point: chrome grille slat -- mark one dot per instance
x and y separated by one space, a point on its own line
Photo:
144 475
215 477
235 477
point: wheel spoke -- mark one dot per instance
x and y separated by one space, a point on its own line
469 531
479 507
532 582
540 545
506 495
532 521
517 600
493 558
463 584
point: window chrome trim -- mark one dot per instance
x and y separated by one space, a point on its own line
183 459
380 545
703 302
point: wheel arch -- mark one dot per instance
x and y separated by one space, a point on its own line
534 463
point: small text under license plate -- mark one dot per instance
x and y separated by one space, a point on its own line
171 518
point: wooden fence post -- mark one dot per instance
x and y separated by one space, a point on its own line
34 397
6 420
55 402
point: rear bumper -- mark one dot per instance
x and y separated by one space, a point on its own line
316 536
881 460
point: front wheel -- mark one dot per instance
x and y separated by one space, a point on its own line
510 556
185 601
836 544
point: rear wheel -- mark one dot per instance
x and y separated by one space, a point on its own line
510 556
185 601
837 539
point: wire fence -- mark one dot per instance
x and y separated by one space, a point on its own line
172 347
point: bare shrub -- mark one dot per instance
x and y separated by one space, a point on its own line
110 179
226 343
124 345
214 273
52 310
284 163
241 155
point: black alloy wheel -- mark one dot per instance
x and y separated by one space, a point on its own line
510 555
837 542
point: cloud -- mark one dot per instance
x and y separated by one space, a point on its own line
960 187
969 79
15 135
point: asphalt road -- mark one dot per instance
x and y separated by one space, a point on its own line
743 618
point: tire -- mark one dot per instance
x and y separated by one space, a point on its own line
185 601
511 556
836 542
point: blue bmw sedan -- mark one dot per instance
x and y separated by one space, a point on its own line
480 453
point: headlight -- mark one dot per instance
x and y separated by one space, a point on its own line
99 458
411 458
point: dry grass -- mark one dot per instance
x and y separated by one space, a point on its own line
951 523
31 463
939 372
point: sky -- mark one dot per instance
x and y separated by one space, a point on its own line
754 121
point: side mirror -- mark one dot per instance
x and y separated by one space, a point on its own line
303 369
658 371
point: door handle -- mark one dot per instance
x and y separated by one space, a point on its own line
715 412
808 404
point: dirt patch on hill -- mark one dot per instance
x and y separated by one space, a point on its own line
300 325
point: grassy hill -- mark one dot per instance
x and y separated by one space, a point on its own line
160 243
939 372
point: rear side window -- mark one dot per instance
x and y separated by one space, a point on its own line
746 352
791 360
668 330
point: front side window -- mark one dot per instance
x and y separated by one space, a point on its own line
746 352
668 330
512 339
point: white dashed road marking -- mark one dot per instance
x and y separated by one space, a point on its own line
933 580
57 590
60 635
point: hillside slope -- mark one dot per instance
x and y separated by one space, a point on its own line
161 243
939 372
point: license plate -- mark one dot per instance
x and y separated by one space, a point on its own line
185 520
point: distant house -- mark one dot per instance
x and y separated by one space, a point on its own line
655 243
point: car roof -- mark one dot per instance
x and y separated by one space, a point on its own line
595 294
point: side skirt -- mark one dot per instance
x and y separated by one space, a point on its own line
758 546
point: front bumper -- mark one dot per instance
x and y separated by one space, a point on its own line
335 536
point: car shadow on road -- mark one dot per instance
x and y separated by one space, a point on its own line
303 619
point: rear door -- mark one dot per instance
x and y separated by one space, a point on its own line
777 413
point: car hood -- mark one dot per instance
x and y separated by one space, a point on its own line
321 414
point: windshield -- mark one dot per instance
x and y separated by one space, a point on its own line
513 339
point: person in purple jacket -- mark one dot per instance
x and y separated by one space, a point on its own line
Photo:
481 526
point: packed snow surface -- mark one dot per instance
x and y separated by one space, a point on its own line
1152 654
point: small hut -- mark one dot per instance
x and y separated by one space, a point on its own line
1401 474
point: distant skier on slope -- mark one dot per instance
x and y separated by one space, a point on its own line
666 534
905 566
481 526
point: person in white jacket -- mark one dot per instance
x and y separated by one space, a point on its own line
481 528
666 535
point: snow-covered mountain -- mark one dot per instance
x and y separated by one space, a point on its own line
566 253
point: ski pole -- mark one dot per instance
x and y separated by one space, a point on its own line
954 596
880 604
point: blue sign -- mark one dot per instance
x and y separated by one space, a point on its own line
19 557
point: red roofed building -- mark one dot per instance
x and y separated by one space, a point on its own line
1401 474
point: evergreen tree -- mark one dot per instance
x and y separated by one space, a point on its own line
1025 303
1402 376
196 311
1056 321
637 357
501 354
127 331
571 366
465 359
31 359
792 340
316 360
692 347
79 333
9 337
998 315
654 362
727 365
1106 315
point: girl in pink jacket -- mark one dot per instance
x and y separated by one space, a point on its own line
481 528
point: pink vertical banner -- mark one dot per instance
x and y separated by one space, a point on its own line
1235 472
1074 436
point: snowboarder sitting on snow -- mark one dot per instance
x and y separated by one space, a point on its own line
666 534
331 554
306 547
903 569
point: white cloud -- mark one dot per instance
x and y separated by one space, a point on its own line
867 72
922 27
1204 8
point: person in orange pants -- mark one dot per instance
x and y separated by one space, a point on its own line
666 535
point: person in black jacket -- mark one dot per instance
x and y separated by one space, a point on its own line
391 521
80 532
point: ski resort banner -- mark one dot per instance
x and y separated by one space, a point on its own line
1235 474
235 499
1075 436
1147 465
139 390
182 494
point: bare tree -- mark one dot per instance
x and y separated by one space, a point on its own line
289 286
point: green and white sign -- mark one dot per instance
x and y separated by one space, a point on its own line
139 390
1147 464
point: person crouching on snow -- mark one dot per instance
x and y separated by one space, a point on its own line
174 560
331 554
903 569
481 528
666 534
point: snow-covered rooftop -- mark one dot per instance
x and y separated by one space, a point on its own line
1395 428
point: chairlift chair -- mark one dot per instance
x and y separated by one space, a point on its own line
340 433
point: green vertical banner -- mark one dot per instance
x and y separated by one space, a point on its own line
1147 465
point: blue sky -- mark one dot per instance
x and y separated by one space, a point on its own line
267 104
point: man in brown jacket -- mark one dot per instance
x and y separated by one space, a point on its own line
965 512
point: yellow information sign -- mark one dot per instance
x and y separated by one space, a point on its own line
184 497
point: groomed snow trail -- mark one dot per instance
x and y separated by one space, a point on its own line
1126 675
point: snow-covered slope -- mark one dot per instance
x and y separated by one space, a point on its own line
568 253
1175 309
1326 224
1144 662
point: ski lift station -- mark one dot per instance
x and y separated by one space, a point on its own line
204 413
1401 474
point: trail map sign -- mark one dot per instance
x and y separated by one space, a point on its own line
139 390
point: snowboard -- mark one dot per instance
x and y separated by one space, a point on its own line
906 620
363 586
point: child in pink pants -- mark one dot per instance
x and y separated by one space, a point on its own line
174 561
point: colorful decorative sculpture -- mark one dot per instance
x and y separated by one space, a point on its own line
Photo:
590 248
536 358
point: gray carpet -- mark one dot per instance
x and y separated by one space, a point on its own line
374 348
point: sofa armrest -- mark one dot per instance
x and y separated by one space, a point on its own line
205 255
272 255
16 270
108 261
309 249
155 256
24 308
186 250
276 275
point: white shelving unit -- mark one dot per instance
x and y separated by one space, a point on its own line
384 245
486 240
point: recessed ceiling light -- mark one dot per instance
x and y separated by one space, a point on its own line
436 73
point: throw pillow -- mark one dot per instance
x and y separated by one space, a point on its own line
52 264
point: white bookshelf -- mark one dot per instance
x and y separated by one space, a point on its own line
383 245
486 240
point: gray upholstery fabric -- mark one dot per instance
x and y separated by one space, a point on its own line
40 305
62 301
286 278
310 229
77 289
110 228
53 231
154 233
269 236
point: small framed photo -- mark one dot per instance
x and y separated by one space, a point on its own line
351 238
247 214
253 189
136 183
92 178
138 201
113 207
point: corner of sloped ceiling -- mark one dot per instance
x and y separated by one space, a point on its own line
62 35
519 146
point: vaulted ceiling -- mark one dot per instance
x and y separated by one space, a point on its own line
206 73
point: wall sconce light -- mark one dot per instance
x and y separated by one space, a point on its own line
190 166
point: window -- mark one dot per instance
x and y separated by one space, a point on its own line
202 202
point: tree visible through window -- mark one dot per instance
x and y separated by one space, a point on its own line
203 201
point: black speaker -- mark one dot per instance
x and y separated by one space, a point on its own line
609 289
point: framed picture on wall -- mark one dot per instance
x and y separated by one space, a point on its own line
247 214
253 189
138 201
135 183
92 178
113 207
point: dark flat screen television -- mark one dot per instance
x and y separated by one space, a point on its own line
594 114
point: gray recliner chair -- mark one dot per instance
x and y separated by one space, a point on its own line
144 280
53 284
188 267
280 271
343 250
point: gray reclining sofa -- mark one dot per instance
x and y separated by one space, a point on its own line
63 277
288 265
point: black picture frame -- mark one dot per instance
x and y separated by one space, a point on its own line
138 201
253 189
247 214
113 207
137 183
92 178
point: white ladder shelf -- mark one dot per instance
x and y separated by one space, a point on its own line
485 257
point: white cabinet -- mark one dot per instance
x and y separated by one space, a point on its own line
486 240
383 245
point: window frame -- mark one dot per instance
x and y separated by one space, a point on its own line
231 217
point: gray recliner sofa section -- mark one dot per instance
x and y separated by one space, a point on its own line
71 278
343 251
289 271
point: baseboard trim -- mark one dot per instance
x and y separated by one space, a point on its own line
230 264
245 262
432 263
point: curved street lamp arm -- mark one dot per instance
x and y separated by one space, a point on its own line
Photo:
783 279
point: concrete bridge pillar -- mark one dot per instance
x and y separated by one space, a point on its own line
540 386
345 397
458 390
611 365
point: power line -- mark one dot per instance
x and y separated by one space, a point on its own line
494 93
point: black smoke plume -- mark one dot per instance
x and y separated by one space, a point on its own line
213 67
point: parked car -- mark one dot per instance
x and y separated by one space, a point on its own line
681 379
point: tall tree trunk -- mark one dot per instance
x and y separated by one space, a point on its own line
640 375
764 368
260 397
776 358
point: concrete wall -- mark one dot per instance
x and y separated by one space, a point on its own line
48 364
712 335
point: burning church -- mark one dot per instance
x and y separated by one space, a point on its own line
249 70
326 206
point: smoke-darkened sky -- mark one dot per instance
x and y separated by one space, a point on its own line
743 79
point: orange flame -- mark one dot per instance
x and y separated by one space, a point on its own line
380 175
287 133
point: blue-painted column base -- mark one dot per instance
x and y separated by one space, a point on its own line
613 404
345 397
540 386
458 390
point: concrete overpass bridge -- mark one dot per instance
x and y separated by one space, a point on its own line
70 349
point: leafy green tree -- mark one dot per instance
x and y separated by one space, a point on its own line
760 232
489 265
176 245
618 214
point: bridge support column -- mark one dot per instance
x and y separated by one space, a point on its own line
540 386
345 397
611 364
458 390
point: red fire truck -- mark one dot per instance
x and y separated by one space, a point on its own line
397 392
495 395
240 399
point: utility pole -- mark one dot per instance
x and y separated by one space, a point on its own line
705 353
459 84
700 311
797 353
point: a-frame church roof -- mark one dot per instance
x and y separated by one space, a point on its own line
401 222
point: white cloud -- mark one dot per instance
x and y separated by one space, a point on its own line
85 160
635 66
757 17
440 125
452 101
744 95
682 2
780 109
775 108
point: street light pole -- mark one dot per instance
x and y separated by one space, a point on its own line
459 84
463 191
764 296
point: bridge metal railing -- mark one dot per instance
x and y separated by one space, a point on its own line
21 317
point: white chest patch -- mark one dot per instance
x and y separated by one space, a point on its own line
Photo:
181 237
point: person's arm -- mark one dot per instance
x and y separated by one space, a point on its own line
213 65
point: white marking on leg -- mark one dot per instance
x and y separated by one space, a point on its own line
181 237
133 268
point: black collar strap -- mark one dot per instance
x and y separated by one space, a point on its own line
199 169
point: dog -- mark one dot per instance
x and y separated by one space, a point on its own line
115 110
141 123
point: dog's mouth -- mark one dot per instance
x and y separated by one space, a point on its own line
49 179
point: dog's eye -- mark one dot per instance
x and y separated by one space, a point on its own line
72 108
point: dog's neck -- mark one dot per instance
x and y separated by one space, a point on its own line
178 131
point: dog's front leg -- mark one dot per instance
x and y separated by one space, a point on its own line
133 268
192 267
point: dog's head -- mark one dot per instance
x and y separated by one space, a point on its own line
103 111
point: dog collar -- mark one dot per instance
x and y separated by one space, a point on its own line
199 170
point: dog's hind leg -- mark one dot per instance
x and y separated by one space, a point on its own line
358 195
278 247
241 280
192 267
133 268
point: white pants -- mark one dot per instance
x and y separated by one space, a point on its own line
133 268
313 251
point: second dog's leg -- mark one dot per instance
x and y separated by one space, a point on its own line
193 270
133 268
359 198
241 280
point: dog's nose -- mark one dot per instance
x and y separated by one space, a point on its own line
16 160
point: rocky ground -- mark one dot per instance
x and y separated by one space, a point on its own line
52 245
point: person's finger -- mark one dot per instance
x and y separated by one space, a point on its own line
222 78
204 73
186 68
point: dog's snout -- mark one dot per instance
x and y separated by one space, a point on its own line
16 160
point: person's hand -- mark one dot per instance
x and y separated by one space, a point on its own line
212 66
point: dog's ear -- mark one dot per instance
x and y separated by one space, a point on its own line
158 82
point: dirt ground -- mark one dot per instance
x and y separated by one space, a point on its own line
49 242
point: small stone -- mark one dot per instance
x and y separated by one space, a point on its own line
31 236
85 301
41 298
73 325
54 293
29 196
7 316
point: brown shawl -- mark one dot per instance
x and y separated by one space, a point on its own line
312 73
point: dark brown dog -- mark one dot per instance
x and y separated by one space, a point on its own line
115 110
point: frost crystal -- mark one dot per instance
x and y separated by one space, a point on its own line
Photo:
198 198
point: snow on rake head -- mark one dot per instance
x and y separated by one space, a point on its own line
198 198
_ _ _ _ _ _ _
Restate word for word the lines from the one holding "point: dog's snout" to the end of the listing, both ends included, and nothing more.

> _RESULT BELOW_:
point: dog's snout -- mark one dot per instance
x and y separated by one space, a point on its own line
16 160
point: person's hand -- mark one dot per instance
x and y separated by one space, a point on its own line
212 66
point: dog's ear -- mark one dot per instance
x and y separated by one space, a point on its own line
158 82
point: dirt ground -- mark one dot per instance
x and y separated by one space, a point on its own line
49 242
point: small stone -- mark one dot per instance
x and y separated by one space, a point on its own line
31 236
85 301
41 298
73 325
54 293
29 196
7 316
point: brown shawl -- mark one dot per instance
x and y separated by one space, a point on its own line
312 73
point: dark brown dog -- mark one dot per instance
x and y separated by one space, a point on its own line
115 110
point: frost crystal -- mark one dot per instance
x and y separated by one space, a point on its own line
Photo:
198 198
point: snow on rake head -- mark one dot per instance
x and y separated by one space, a point on its own line
198 198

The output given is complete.